Youngsters who partake in using high-caliber ganja every day from an early age push their first psychotic episode up by a few years, according to a recent study in Schizophrenia Bulletin. The findings signify that the extent, timing, and type of cannabis use can disrupt brain development and increase the vulnerability to developing psychosis.

"This is not a study about the association between cannabis and psychosis, but about the association between specific patterns of cannabis use ... and an earlier onset of psychotic disorders," Dr. Marta Di Forti, who led the research at the Institute of Psychiatry at Kings College, explained to Reuters.

Previous research exploring the link between smoking cannabis and psychosis often runs into a chicken-or-the-egg issue with researchers having to consider the possibility that schizophrenics use cannabis more often to alleviate psychotic symptoms that are already established. Although more cannabis use has been established among people diagnosed with a psychotic disorder like schizophrenia, demographic factors, such as socioeconomic status, further blur this link.
----
REQUIRED WORK:
a) According to the article on cannabis use and psychosis, why does earlier research on smoking cannabis and psychosis run into a chicken-or-the-egg problem? Answer in one to three sentences.
b) Continue the article on cannabis use and psychosis from its last sentence.
None of the material is needed for the work here.

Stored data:
----
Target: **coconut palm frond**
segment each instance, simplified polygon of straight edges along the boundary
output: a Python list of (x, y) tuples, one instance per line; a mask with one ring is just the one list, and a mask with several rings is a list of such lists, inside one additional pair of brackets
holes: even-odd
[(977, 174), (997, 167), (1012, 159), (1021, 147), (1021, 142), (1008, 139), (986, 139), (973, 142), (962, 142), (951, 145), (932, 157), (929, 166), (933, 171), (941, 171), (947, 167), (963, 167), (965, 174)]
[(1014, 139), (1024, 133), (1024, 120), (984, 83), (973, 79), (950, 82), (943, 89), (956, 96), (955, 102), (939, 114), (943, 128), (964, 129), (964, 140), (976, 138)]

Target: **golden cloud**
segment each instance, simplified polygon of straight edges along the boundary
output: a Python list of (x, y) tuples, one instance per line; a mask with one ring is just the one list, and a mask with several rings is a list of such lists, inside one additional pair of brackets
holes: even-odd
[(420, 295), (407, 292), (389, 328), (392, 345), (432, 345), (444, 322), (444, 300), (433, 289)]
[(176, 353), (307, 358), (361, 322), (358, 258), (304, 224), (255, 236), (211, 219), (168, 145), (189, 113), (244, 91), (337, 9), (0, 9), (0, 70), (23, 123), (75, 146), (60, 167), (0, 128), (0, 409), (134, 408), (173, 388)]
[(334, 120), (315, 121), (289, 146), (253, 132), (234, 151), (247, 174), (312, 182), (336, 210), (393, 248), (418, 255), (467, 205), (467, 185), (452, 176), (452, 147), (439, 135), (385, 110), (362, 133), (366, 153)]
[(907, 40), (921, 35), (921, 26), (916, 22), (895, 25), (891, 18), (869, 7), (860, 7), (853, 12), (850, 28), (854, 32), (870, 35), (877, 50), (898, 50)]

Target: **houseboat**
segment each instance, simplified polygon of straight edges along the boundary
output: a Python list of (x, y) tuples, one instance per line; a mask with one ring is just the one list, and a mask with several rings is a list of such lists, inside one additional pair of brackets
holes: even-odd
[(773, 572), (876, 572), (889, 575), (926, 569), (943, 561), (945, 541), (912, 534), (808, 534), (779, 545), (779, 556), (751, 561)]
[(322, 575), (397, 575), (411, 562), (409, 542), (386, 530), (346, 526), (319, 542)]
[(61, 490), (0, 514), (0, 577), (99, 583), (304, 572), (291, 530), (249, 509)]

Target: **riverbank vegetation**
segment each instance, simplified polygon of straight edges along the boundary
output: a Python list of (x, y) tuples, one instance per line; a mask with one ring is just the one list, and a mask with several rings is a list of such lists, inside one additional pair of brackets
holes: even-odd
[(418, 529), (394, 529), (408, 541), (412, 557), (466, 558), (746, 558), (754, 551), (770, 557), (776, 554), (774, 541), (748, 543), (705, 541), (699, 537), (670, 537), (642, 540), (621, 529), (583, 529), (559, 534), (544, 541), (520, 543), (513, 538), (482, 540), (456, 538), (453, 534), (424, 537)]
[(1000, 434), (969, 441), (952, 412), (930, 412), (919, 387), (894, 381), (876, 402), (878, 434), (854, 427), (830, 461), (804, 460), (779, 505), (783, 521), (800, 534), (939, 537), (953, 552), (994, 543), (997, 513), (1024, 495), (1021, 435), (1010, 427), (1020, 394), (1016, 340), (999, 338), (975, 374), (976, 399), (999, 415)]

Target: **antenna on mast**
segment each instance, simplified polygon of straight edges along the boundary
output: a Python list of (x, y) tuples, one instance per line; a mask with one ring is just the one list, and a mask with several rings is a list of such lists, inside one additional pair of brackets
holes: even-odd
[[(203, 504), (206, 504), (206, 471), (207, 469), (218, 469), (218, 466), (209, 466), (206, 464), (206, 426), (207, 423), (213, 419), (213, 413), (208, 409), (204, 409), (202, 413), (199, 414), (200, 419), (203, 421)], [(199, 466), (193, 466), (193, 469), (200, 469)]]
----
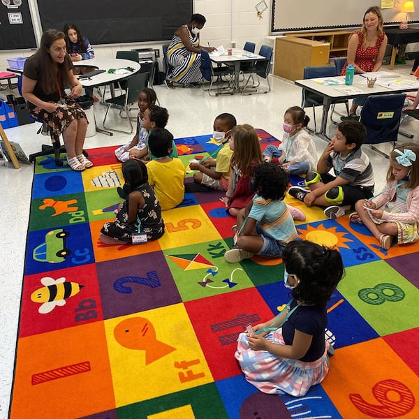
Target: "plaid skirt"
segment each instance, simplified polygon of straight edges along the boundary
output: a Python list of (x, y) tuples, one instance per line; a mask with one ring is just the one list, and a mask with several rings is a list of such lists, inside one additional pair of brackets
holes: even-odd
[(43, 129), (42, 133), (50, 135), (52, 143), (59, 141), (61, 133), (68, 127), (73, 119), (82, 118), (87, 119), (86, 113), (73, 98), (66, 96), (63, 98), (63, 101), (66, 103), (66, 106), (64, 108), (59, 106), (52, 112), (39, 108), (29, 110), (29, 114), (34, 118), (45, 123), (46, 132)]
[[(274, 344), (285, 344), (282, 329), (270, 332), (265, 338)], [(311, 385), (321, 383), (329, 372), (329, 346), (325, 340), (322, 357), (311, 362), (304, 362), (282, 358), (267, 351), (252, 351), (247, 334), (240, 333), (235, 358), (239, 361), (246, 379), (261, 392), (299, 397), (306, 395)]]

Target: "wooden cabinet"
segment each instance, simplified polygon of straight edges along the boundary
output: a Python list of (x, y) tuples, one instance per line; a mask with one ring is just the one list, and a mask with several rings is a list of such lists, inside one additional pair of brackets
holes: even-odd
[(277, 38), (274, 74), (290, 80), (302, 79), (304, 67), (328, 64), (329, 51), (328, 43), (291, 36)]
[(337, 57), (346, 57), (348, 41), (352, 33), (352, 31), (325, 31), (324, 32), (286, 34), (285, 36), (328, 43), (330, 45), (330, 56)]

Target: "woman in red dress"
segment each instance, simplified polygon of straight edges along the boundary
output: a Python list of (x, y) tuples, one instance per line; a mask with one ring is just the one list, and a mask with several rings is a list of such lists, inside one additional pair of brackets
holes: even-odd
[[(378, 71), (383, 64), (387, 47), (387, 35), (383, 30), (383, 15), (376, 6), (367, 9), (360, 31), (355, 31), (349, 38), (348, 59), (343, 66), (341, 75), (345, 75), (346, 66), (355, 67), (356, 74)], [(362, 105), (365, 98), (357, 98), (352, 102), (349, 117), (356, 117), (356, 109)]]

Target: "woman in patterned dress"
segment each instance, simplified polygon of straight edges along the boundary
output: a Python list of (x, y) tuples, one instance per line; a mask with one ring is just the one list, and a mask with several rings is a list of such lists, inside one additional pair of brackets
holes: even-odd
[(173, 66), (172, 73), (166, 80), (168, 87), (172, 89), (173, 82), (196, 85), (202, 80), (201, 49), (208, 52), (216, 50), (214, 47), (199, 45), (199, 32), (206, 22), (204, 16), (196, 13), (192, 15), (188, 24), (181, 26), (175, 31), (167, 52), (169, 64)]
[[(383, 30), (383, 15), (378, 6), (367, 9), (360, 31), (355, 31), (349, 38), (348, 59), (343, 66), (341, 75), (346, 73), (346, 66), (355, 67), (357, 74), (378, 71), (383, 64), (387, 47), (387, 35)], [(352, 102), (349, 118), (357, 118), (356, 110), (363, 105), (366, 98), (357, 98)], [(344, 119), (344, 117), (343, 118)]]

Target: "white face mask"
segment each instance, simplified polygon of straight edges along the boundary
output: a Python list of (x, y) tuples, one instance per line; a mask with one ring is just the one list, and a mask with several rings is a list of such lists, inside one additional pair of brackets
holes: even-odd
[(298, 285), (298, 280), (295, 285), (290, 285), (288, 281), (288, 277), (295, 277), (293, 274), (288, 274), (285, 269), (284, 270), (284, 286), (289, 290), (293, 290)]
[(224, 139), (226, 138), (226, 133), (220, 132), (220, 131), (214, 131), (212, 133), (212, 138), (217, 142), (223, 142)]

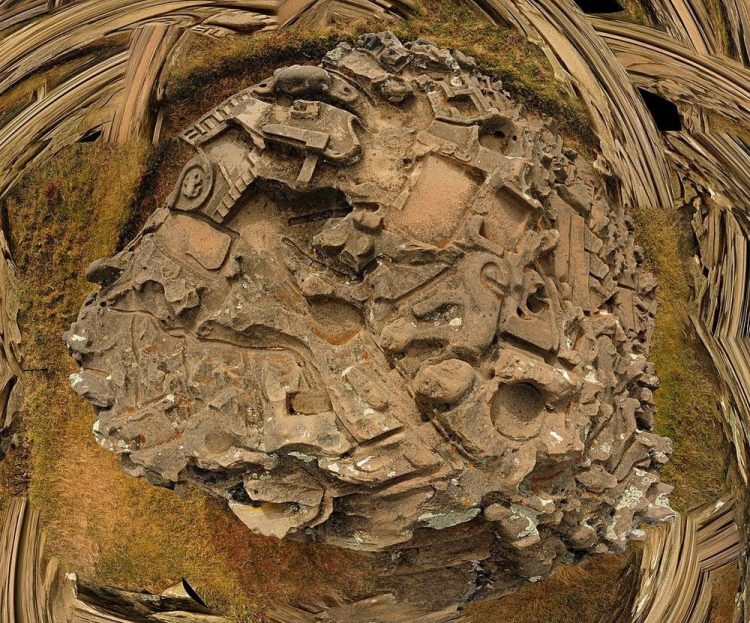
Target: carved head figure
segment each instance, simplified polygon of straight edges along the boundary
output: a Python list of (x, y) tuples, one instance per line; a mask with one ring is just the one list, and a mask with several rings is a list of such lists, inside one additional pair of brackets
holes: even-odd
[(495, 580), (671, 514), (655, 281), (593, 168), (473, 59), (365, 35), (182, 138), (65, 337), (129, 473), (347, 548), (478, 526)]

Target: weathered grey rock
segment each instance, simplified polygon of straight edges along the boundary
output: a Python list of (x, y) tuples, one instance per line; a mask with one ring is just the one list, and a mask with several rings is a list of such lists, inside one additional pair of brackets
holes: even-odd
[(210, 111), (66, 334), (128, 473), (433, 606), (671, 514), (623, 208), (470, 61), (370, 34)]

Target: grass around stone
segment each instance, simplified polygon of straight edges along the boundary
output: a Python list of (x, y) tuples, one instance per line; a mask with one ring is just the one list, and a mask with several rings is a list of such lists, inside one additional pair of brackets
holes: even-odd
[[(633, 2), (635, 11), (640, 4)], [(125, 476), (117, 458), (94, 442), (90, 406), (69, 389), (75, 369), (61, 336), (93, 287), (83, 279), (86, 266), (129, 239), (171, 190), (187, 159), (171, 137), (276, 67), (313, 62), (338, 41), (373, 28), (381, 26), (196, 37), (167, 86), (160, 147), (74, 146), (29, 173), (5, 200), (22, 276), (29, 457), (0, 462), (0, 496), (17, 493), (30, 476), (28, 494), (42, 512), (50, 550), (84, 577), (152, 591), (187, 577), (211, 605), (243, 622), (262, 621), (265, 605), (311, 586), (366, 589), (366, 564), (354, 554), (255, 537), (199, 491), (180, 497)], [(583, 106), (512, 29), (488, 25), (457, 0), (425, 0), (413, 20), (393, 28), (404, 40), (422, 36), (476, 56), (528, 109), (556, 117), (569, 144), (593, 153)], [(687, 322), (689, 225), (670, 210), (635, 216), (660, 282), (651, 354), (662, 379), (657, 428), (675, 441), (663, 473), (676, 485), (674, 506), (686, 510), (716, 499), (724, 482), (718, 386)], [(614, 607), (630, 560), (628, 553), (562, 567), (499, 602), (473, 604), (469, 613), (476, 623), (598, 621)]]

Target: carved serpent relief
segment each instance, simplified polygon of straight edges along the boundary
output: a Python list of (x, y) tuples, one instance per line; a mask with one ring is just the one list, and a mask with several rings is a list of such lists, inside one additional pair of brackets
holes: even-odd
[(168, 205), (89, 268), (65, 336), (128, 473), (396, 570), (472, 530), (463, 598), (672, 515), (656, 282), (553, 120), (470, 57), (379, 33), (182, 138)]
----
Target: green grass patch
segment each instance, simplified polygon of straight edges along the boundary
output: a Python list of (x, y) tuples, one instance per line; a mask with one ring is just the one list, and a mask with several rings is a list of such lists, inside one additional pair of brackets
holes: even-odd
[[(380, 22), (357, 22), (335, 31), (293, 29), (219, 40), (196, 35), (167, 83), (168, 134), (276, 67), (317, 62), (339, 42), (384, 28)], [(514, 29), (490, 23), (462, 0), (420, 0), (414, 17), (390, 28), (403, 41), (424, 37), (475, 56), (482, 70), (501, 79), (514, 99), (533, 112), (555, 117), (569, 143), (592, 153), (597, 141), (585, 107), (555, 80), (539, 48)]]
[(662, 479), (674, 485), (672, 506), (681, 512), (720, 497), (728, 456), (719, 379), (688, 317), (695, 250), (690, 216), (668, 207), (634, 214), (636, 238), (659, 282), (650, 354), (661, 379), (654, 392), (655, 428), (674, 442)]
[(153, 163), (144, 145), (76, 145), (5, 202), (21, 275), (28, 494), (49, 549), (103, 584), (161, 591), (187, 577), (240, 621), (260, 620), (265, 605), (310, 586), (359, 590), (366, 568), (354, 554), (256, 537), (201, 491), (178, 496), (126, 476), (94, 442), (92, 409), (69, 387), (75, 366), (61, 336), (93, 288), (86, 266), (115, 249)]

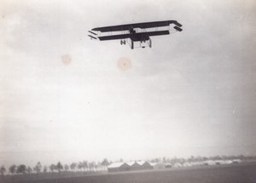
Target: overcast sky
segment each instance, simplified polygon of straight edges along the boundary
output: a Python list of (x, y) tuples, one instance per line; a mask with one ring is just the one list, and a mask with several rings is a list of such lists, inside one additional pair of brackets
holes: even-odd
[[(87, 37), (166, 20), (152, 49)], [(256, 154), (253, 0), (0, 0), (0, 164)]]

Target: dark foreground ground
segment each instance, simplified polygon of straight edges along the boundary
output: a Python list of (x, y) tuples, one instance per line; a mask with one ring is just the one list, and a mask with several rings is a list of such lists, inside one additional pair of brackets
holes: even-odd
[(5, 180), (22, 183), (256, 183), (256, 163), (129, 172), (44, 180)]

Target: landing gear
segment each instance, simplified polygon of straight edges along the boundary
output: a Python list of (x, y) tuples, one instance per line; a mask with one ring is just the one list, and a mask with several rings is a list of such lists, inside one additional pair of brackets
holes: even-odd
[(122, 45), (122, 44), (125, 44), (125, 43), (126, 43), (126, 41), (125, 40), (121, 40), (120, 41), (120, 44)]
----
RESULTS IN ORDER:
a) Researchers have to consider that people with schizophrenia may use cannabis more often to ease psychotic symptoms they already have. Because of this, it is unclear whether cannabis use comes before the psychosis or follows it.

b)
To gain a clearer picture Di Forti and her colleagues assessed 410 patients who were visiting a hospital for the first time for a psychotic episode to measure the association between gender, patterns of cannabis use, and onset of psychosis. The patients were also gauged on their history of tobacco, alcohol, and other illicit drug use.

Patients with a history of cannabis use were found to experience their first psychotic episode at an average age of 28.2 years, which was a little over three years sooner than their counterparts who had never used cannabis before. Further analysis also found that the patients who had begun using cannabis at the age of 15 or younger experienced their first psychotic episode at the age of 27, which was a little more than two years sooner than those who began using it after the age of 15.

The finding that the authors found most striking pertained to the potency of cannabis. Patients who used a relatively strong, highly concentrated “skunk type” of cannabis on a daily basis had the earliest average age of onset of psychosis at 25.2 years, which outpaced non-users by six years. The authors also found that patients who began using cannabis at or before the age of 15 preferred the higher potency marijuana, which was considered to be four times stronger than its lower potency “hash-type”.

Overall, males were found to be more avid users of cannabis and also experienced their first psychotic episode at a younger average age than women — 26 years versus 29 years respectively.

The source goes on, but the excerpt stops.